Excerpted text:
20 Jan 2026

Gym Membership Syndrome: Why Adherence Is the Key Battleground in 2026

Every January, gyms fill with motivated newcomers, only for attendance to drop off a few months later—a pattern that offers a clear warning for healthcare as adoption of wearable health devices accelerates. Despite growing enthusiasm and bold ambitions, including a federal vision to bring health-focused wearables like smartwatches and continuous glucose monitors (CGMs) to every American within four years, access alone does not guarantee meaningful or lasting health improvement. Just as gym memberships fail without sustained engagement, wearables often lose users long before they deliver clinical value.


Real-world data show striking parallels. Roughly half of gym members quit within six months, and wearable adherence follows a similar trajectory. About 30% of users abandon devices and nearly 70% stop using health apps after initial engagement. Among people with chronic conditions—the group most likely to benefit—drop-off rates can reach as high as 98%. This underscores a critical truth for health plans approaching 2026: the real challenge is not device distribution, but long-term adherence.


CGMs illustrate this gap clearly. While pharmacy-based access has expanded availability, adherence remains weak, with one-year usage rates hovering around 48% for commercially insured patients and 64% for Medicare beneficiaries. In contrast, CGMs distributed through durable medical equipment (DME) channels—where education, onboarding, and follow-up support are stronger—see markedly higher adherence. Without these supports, health plans face a costly “leaky bucket,” investing heavily in devices that members stop using before benefits materialize.

(Natural-language object grounding data)
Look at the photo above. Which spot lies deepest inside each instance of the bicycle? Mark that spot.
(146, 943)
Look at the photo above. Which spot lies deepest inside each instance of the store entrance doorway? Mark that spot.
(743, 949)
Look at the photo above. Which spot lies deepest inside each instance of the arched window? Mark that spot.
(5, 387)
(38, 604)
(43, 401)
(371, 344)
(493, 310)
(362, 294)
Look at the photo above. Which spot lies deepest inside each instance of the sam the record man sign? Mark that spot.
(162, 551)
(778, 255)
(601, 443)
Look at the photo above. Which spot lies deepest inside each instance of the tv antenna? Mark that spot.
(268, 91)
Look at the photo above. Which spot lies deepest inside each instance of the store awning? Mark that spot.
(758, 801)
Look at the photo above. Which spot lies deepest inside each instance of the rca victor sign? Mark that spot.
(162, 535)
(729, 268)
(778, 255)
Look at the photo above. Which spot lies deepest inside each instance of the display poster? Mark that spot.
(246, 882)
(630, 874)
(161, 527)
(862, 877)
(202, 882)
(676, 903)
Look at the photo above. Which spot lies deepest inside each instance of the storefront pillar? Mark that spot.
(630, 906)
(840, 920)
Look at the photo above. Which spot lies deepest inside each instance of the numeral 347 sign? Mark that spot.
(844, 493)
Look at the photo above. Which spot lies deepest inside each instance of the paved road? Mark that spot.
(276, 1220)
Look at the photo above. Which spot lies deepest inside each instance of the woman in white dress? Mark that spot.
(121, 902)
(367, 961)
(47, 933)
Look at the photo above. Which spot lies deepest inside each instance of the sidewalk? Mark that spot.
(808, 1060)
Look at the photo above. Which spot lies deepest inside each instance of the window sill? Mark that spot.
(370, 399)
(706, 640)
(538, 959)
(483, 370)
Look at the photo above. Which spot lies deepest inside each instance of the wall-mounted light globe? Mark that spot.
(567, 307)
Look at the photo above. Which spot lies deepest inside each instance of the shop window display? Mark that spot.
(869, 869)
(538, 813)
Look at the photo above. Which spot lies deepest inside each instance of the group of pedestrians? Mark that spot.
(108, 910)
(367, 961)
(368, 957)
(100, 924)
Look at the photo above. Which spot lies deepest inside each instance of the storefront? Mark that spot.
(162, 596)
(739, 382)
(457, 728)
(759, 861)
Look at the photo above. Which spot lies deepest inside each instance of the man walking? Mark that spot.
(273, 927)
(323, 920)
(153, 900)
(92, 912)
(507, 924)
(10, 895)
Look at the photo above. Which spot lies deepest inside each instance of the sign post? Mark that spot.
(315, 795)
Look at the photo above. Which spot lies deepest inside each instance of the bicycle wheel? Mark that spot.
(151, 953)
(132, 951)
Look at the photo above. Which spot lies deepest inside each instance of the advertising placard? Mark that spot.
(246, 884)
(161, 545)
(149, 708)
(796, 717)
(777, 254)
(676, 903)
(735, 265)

Description of the task: Rewrite the passage of the wearable adherence article starting at "Every January, gyms" and ending at "deliver clinical value.", changing "smartwatches" to "fitness trackers". The items are separate material and have no connection to the article.

Solution for this exercise:
Every January, gyms fill with motivated newcomers, only for attendance to drop off a few months later—a pattern that offers a clear warning for healthcare as adoption of wearable health devices accelerates. Despite growing enthusiasm and bold ambitions, including a federal vision to bring health-focused wearables like fitness trackers and continuous glucose monitors (CGMs) to every American within four years, access alone does not guarantee meaningful or lasting health improvement. Just as gym memberships fail without sustained engagement, wearables often lose users long before they deliver clinical value.